--- Work to do ---
Copy out the entries below in full and exactly.

--- Record list ---
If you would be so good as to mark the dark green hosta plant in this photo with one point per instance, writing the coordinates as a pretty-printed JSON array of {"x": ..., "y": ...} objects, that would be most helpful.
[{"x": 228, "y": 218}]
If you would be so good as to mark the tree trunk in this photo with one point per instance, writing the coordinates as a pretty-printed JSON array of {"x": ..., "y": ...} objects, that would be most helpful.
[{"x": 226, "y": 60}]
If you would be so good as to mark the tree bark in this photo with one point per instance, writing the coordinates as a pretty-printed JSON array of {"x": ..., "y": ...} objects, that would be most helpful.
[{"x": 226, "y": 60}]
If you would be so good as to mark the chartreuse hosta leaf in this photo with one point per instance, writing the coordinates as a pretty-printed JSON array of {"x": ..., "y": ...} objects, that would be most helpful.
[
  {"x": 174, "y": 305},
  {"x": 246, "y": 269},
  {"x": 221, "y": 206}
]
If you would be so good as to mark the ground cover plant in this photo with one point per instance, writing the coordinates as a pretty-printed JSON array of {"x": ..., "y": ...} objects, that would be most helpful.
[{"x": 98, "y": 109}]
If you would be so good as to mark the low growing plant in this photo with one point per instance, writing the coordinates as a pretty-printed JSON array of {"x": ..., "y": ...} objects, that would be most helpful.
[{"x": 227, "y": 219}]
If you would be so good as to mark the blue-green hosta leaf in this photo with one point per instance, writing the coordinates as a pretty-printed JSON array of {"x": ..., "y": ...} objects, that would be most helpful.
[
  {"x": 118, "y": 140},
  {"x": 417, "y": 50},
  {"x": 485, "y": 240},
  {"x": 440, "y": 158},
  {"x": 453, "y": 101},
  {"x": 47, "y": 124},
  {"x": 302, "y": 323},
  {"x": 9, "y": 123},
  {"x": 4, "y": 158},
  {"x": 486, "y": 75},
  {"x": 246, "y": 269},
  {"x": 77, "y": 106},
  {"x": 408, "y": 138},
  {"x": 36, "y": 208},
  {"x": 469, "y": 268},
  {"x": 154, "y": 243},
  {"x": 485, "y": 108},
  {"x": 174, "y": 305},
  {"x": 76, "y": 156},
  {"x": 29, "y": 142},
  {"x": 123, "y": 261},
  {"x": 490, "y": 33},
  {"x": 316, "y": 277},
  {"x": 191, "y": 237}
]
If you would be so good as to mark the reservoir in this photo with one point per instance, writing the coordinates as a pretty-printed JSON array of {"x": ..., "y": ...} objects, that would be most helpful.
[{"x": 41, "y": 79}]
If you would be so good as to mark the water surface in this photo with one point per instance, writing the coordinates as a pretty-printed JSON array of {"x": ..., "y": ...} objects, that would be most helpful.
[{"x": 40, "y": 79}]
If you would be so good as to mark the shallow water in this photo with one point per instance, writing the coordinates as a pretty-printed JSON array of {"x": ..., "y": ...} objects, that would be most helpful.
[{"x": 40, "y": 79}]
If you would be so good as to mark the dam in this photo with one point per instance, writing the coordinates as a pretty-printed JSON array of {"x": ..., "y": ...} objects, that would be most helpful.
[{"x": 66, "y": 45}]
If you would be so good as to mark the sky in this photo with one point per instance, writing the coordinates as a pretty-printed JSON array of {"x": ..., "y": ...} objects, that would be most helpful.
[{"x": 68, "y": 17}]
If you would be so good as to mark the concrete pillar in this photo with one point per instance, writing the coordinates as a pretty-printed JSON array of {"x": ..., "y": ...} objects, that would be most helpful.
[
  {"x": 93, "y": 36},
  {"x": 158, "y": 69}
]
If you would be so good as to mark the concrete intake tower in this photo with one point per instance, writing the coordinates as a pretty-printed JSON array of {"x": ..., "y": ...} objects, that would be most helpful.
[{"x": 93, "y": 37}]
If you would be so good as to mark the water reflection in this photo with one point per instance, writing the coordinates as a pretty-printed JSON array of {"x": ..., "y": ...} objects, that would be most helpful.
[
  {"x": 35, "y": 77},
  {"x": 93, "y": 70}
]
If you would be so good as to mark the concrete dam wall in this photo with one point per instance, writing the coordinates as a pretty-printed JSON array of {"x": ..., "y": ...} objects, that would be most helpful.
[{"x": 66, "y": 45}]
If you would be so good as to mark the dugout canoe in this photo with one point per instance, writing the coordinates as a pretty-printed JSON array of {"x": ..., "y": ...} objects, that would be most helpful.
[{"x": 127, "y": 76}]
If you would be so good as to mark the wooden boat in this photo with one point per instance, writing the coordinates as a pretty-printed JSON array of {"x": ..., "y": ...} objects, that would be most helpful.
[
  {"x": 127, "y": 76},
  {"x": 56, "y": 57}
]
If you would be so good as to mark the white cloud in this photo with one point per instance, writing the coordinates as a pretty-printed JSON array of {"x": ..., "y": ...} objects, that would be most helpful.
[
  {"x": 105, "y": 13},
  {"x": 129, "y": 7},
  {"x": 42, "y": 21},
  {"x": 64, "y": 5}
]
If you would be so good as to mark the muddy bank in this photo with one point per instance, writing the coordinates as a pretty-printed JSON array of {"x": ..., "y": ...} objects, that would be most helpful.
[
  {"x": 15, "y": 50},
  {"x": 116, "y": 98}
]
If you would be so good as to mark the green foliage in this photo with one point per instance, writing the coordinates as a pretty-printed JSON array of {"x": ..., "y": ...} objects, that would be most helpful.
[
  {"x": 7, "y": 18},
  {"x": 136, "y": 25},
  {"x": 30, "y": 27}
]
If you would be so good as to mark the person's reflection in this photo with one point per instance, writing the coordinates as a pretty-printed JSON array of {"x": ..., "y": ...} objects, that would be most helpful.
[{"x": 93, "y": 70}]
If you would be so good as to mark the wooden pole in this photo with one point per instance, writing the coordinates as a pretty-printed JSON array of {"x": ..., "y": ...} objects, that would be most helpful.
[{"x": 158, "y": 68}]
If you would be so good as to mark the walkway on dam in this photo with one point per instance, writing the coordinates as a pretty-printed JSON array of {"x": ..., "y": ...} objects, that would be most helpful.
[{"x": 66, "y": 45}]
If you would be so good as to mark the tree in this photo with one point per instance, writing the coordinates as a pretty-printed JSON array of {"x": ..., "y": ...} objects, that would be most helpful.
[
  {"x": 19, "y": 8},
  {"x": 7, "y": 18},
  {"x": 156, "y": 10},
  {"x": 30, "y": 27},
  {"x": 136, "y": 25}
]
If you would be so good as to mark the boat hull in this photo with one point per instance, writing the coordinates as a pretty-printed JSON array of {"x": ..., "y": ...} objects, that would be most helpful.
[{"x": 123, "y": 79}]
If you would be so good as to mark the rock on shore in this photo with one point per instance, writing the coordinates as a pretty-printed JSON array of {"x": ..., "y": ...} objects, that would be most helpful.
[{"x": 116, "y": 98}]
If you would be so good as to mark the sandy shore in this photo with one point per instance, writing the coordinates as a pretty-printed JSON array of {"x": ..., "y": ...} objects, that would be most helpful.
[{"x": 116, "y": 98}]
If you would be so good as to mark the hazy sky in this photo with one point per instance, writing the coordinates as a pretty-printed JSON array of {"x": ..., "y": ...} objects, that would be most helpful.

--- Result for this exercise ---
If you would be so good as to mark the dark green hosta plant in this photo with one point per instance, writing the coordinates as a pretty-printed JSON array of {"x": ..., "y": ...} objects, that would be most helpful.
[{"x": 228, "y": 218}]
If you would be so good as to mark the tree trunk in this photo with one point per instance, writing the coordinates as a pretty-printed JSON array of {"x": ..., "y": ...} objects, that would be most helpful.
[{"x": 226, "y": 60}]
If you would be so good as to mark the tree bark in this photo with one point per instance, writing the coordinates as a pretty-printed JSON array of {"x": ..., "y": ...} objects, that would be most helpful.
[{"x": 226, "y": 60}]
If you would be so good as to mark the chartreuse hosta leaf in this photo with one point per instance, writing the coordinates as a pretty-printed JSON array of {"x": ..., "y": ...} objects, that would be most helpful.
[
  {"x": 174, "y": 305},
  {"x": 246, "y": 269},
  {"x": 221, "y": 206}
]
If you would be so good as to mark the ground cover plant in this photo with one point per instance, writing the coordinates as a pretty-printed JSON array of {"x": ..., "y": ...} objects, that would be most helpful.
[{"x": 98, "y": 109}]
If you would be so good as to mark the low growing plant in this photo with one point per instance, writing the coordinates as a pretty-printed JSON array of {"x": ..., "y": ...} objects, that would be most helpful.
[{"x": 227, "y": 219}]
If you would be so good as to mark the blue-green hosta leaf in this photo with one point per instance, writing the coordinates as a pretty-printed JSON array of {"x": ..., "y": ...} objects, that would be most helpful.
[
  {"x": 118, "y": 140},
  {"x": 417, "y": 50},
  {"x": 485, "y": 240},
  {"x": 440, "y": 158},
  {"x": 453, "y": 101},
  {"x": 47, "y": 124},
  {"x": 302, "y": 323},
  {"x": 9, "y": 123},
  {"x": 4, "y": 158},
  {"x": 486, "y": 75},
  {"x": 246, "y": 269},
  {"x": 77, "y": 106},
  {"x": 408, "y": 138},
  {"x": 36, "y": 208},
  {"x": 469, "y": 268},
  {"x": 154, "y": 243},
  {"x": 485, "y": 108},
  {"x": 174, "y": 305},
  {"x": 76, "y": 156},
  {"x": 29, "y": 142},
  {"x": 123, "y": 261},
  {"x": 490, "y": 33},
  {"x": 316, "y": 277},
  {"x": 191, "y": 237}
]
If you would be so good as to mark the reservoir in this photo with one point per instance, writing the coordinates as a pretty-printed JSON array of {"x": ..., "y": ...} objects, that would be most helpful.
[{"x": 41, "y": 79}]
If you would be so good as to mark the water surface in this photo with one point per instance, writing the coordinates as a pretty-printed JSON array of {"x": ..., "y": ...} objects, that would be most helpful.
[{"x": 40, "y": 79}]
If you would be so good as to mark the shallow water in this photo with one point per instance, writing the coordinates as a pretty-printed JSON array of {"x": ..., "y": ...} objects, that would be most helpful.
[{"x": 40, "y": 79}]
If you would be so good as to mark the dam in this photo with one point per instance, writing the coordinates as a pretty-printed JSON array of {"x": ..., "y": ...} objects, that would be most helpful.
[{"x": 66, "y": 45}]
If you would be so good as to mark the sky in this photo with one point per instance, writing the coordinates as a pretty-printed JSON array of {"x": ..., "y": ...} objects, that would be most helpful.
[{"x": 68, "y": 17}]
If you would be so good as to mark the concrete pillar in this photo with one point per instance, writing the coordinates as a pretty-printed JSON array of {"x": ..., "y": ...} objects, that would be most helpful.
[
  {"x": 93, "y": 36},
  {"x": 158, "y": 69}
]
If you would be so good as to mark the concrete intake tower in this photo with one point per instance, writing the coordinates as a pretty-printed JSON array of {"x": ..., "y": ...} objects, that would be most helpful.
[{"x": 93, "y": 37}]
If you would be so good as to mark the water reflection in this photo with one point per instance, writing the coordinates as a pretty-printed JSON array of {"x": ..., "y": ...} objects, that would be most helpful.
[
  {"x": 35, "y": 77},
  {"x": 93, "y": 70}
]
If you would be so good as to mark the concrete dam wall in this photo with one point per instance, writing the coordinates as a pretty-printed JSON array of {"x": ..., "y": ...} objects, that would be most helpful.
[{"x": 66, "y": 45}]
If you would be so good as to mark the dugout canoe in this photo with one point per instance, writing the coordinates as a pretty-printed JSON array of {"x": ..., "y": ...} objects, that would be most helpful.
[{"x": 127, "y": 76}]
If you would be so good as to mark the wooden boat in this photo with one point per instance, writing the coordinates as a pretty-printed JSON array of {"x": ..., "y": ...} objects, that would be most helpful.
[
  {"x": 127, "y": 76},
  {"x": 56, "y": 57}
]
If you would be so good as to mark the white cloud in this photo with one point per instance, writing the coordinates as a pretty-printed JSON array of {"x": ..., "y": ...} objects, that would be most helpful.
[
  {"x": 105, "y": 13},
  {"x": 129, "y": 7},
  {"x": 42, "y": 21},
  {"x": 64, "y": 5}
]
If you would be so good as to mark the muddy bank in this photo with one point per instance, writing the coordinates as a pretty-printed JSON array of {"x": ..., "y": ...} objects, that would be most helpful.
[
  {"x": 15, "y": 50},
  {"x": 116, "y": 98}
]
If you would be so good as to mark the green foliage in this photo with one point per instance, writing the coordinates as a pretty-printed JSON array of {"x": ..., "y": ...} objects, that would be most helpful.
[
  {"x": 7, "y": 18},
  {"x": 136, "y": 25},
  {"x": 30, "y": 27}
]
If you would be so good as to mark the person's reflection in this photo with one point per instance, writing the coordinates as a pretty-printed JSON array of {"x": ..., "y": ...} objects, that would be most helpful.
[{"x": 93, "y": 70}]
If you would be so good as to mark the wooden pole in this photo with one point per instance, writing the coordinates as a pretty-printed JSON array of {"x": ..., "y": ...} objects, that would be most helpful.
[{"x": 158, "y": 68}]
If you would be so good as to mark the walkway on dam in this photo with one point per instance, writing the coordinates as a pretty-printed JSON array of {"x": ..., "y": ...} objects, that would be most helpful.
[{"x": 66, "y": 45}]
If you would be so good as to mark the tree in this photo with one point per instance, writing the coordinates as a pretty-printed JSON array of {"x": ..., "y": ...} objects, that would be most helpful.
[
  {"x": 19, "y": 8},
  {"x": 7, "y": 18},
  {"x": 156, "y": 10},
  {"x": 30, "y": 27},
  {"x": 136, "y": 25}
]
If you would be so good as to mark the boat hull in this photo with one point per instance, writing the coordinates as a pretty-printed JSON array of {"x": ..., "y": ...} objects, that would be most helpful.
[{"x": 123, "y": 79}]
If you would be so good as to mark the rock on shore in this photo with one point per instance, writing the coordinates as a pretty-printed JSON array of {"x": ..., "y": ...} objects, that would be most helpful.
[{"x": 116, "y": 98}]
If you would be so good as to mark the sandy shore in this photo with one point per instance, writing the coordinates as a pretty-printed JSON array of {"x": ..., "y": ...} objects, that would be most helpful.
[{"x": 116, "y": 98}]
If you would be so good as to mark the hazy sky in this photo with one point per instance, writing the coordinates as a pretty-printed JSON array of {"x": ..., "y": ...} objects, that would be most helpful.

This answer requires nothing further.